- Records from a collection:
+--
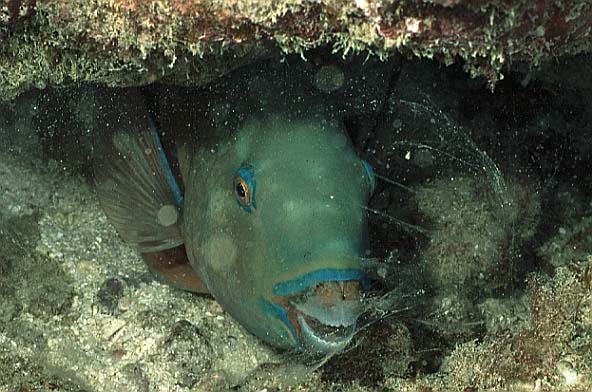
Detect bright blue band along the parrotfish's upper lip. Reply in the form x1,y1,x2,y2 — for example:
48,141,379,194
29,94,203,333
273,268,369,295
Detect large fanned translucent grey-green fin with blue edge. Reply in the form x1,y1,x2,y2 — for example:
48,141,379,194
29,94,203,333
93,91,183,252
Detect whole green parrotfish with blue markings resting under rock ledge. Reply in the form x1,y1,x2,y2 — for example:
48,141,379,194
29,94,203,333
94,71,374,355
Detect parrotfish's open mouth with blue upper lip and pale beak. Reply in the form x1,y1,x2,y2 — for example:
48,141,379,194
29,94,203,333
274,270,365,355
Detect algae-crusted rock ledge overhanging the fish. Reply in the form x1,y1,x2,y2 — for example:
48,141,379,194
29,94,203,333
0,0,592,100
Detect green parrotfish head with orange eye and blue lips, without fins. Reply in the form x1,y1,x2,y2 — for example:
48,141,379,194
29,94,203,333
187,118,374,354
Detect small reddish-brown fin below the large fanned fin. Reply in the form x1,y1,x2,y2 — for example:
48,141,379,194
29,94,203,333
142,245,210,294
+--
Set down all of the entries exactly as they appear, but keep the images out.

Detect bright blue band along the parrotfish's upper lip. Reply in the form x1,y1,x2,y2 — for example:
48,141,379,194
29,94,203,333
273,268,369,295
Detect large fanned translucent grey-green fin with blue edge. Reply in the form x1,y1,x2,y2 — for example:
48,141,379,194
29,94,203,333
93,91,183,252
Detect whole green parrotfish with blue markings resting under rock ledge. Reply in the form x1,y1,x2,y2 — for example:
48,141,379,194
29,94,203,333
94,71,374,355
Detect parrotfish's open mouth with blue upper lip and pale beak. Reply in the form x1,y1,x2,y2 — for example:
48,141,379,194
29,94,203,333
274,270,365,355
Detect algae-crusted rock ledge overhanging the fish. Reply in the form x1,y1,x2,y2 — for example:
48,141,379,194
29,94,203,333
0,0,592,100
Detect green parrotfish head with orange eye and blue lips, without fins. Reply in the form x1,y1,x2,y2 — for example:
48,141,379,194
29,94,203,333
187,118,374,354
Detect small reddish-brown fin below the large fanned fin. Reply in the form x1,y1,x2,y2 — for example:
48,141,379,194
29,94,203,333
142,245,210,294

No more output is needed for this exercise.